# What is expected:
Count how many lines in the rows below contain the string "cloud". Reply with the number alone.

== Supplied material

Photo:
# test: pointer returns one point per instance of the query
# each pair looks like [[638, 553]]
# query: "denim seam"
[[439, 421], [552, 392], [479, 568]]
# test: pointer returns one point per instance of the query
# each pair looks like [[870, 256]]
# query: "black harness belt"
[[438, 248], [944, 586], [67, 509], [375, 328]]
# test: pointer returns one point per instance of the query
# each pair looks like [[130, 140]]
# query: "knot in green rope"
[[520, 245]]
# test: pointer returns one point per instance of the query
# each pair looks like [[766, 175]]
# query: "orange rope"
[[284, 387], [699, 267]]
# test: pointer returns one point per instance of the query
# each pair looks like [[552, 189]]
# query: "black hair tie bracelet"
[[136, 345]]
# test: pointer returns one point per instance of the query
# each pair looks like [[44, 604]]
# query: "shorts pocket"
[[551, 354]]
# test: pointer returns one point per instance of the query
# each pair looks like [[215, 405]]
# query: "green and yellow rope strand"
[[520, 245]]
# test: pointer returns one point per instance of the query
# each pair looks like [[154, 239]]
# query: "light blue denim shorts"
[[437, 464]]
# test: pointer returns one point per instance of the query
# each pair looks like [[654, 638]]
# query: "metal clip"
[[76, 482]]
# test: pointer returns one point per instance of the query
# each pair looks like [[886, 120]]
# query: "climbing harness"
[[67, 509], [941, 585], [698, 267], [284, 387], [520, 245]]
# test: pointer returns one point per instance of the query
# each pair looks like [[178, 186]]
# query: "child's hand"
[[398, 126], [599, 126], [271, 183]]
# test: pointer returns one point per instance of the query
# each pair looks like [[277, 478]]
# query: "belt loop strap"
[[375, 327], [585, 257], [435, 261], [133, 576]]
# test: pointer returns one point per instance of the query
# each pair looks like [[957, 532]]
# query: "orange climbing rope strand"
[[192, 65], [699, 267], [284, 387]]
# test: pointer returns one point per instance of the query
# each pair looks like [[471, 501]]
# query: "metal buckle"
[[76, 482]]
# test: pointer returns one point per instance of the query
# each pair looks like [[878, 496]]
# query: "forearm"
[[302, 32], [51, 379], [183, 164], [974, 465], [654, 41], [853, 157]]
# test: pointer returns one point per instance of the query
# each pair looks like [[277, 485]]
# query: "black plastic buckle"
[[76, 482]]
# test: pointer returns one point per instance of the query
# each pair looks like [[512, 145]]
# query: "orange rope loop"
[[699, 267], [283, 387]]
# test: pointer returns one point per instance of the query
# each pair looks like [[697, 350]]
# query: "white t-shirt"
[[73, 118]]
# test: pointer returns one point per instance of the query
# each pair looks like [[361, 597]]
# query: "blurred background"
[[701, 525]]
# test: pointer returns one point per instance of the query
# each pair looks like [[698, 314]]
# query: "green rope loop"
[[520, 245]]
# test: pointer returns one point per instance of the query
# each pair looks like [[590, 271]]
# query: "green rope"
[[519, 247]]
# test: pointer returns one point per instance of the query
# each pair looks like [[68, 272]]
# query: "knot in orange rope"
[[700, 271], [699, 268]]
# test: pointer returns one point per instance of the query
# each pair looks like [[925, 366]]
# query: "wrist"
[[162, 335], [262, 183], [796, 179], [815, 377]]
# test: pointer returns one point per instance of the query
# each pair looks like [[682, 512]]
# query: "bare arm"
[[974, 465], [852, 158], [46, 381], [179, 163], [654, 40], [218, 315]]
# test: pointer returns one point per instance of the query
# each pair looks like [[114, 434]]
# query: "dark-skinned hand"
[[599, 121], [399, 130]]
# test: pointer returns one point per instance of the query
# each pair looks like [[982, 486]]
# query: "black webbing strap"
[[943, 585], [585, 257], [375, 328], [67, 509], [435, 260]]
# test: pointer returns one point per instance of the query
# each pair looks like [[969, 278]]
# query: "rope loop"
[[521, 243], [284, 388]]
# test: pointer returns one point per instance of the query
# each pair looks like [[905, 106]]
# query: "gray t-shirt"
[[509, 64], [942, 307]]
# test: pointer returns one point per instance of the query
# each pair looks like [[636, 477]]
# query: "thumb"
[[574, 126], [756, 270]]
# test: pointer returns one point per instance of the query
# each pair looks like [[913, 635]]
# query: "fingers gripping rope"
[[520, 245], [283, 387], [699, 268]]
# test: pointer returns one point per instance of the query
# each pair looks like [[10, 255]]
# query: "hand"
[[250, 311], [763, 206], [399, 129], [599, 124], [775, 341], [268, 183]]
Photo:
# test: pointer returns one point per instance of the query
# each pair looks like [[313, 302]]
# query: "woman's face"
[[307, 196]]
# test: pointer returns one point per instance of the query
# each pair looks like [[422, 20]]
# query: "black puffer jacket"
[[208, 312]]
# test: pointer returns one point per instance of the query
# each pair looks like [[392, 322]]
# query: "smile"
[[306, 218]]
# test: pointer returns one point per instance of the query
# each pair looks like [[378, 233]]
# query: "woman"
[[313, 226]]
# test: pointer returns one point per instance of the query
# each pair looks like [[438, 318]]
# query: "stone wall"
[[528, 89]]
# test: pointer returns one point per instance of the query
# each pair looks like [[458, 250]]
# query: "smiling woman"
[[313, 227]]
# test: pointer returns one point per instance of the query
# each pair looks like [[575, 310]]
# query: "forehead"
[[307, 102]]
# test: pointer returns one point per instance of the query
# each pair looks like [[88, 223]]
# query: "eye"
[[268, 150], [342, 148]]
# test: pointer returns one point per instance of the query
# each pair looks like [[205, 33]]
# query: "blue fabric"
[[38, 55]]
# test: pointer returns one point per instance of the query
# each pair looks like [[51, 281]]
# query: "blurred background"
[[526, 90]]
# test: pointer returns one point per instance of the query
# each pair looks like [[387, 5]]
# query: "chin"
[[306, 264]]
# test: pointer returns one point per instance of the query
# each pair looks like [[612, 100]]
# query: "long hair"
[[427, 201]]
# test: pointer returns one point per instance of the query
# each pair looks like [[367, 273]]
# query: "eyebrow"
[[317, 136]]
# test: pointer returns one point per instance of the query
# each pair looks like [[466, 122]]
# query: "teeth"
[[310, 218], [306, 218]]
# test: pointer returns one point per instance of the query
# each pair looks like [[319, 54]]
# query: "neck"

====
== Supplied material

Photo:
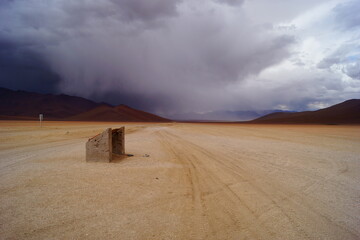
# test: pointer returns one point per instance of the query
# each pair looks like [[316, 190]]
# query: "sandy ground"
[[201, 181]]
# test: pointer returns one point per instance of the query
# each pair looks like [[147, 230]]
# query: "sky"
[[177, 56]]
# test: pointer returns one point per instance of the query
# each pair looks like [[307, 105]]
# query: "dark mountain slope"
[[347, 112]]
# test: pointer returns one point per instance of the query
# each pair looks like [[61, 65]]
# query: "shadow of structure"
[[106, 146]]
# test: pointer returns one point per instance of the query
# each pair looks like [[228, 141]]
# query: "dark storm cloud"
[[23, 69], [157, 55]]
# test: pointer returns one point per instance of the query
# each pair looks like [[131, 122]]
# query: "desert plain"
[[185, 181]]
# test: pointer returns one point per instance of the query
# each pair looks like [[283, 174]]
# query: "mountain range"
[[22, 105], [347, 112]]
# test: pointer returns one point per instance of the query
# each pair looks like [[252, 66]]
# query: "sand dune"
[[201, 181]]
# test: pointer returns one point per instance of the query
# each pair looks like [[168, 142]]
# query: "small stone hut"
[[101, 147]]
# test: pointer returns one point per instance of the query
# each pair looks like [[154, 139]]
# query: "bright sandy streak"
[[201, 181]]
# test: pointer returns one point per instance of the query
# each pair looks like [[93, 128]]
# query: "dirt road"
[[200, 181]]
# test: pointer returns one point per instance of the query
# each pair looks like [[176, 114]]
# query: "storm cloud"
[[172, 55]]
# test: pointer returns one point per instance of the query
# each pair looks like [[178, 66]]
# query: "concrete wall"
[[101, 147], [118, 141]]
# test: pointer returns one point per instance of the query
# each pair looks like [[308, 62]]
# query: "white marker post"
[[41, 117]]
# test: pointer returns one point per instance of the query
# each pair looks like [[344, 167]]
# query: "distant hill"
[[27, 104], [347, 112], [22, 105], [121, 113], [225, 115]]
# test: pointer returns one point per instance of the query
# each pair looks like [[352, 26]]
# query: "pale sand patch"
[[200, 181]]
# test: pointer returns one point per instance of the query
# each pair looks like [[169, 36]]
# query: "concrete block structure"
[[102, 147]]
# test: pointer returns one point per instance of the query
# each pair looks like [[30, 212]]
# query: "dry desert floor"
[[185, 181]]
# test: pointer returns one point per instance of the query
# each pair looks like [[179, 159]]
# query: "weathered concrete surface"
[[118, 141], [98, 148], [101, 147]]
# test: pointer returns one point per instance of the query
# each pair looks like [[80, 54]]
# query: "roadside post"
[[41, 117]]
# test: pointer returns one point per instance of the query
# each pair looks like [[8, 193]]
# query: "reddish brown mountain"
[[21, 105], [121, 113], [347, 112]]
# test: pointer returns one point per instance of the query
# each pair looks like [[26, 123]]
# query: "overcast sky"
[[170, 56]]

====

# Correct response:
2